> [Problem description]
Update all the items below by replacing "Wanted" with "Requested" wherever it appears, leaving everything else unchanged. Leave the pictures out of your answer.

-*-

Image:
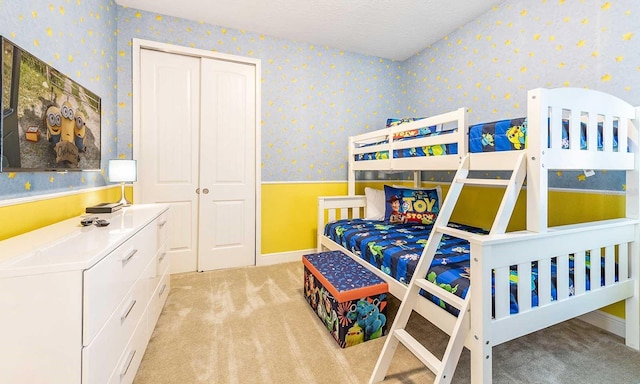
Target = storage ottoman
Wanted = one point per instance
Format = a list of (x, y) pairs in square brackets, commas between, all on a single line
[(350, 300)]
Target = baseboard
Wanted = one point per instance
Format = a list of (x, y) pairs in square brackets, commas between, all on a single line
[(283, 257), (606, 321)]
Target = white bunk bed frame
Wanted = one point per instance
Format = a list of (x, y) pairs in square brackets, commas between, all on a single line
[(615, 241)]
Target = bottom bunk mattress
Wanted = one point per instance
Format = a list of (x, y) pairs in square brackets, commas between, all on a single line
[(396, 248)]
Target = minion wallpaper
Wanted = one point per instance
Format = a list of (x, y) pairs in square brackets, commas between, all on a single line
[(50, 122)]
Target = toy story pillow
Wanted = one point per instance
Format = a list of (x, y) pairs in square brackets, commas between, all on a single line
[(408, 205)]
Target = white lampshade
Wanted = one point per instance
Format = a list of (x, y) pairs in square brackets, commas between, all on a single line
[(122, 171)]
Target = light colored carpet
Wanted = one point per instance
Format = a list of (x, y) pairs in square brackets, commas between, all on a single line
[(253, 325)]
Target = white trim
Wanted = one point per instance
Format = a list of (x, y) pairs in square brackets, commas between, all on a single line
[(48, 196), (283, 257), (606, 321)]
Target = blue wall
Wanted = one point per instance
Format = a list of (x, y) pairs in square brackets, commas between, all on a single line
[(313, 97), (79, 39)]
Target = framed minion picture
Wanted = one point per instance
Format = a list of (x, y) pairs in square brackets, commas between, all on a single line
[(49, 122)]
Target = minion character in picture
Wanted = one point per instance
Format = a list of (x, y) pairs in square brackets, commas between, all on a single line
[(65, 139), (53, 122), (79, 131)]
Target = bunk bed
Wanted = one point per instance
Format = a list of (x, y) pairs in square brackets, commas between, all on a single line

-*-

> [Correct result]
Image:
Target = storage ottoman
Requested = one point per instance
Format = a list of (x, y) pairs in square brackets, commas between, all on a single line
[(350, 300)]
Target = baseboard
Requested = one point per instance
Format = a list of (x, y) pairs in square brackets, commas between, all on a single line
[(283, 257), (606, 321)]
Target = white bunk bed frame
Requested = one point per instance
Format = a list of (x, y) pairs in square brackets, commas between, all on a single line
[(615, 241)]
Target = bottom bunk mattress
Requested = one point per instance
Format = a list of (x, y) pairs in square brackets, commas between, all on a single line
[(396, 248)]
Target = minion wallpaper
Requested = one point per instance
Format = a list of (x, y) pairs in square brackets, commas between, all on a single line
[(50, 122)]
Target = toy story pillow
Requested = one point per instance
Format = a list of (x, y) pairs in square brackets, commas between, all on a single line
[(408, 205)]
Target = white lampshade
Requested = one point per instance
Format = a list of (x, y) pairs in square brackets, commas between, all on a single line
[(122, 171)]
Target = light colored carpet
Requested = one point per instance
Format = a list of (x, y) pairs in square brackets, commas between, all on a single line
[(253, 325)]
Target = white trim
Requested = one point per instance
Format = a list of (x, y) pairs in square brackets, commas between, all on a single line
[(48, 196), (283, 257), (606, 321)]
Target = blue wall
Requested = one point per instance
Format = a list of (x, y) pairs in square brackets, commas between, all on a single line
[(313, 97), (79, 39)]
Target = framed minion picture
Requested = one point per instance
Format = a list of (x, y) pairs in square brackets, commas between, all on a single line
[(49, 122)]
Target = minion character in picture
Requested = one point per instance
Format = a list of (x, y) pairs in square brackets, commas between, all on a single line
[(65, 139), (53, 122), (79, 131)]
Target = bunk bed
Requested = one point per instance
Format = a list of (x, y) pairs in square brackets, commas between, all on a single line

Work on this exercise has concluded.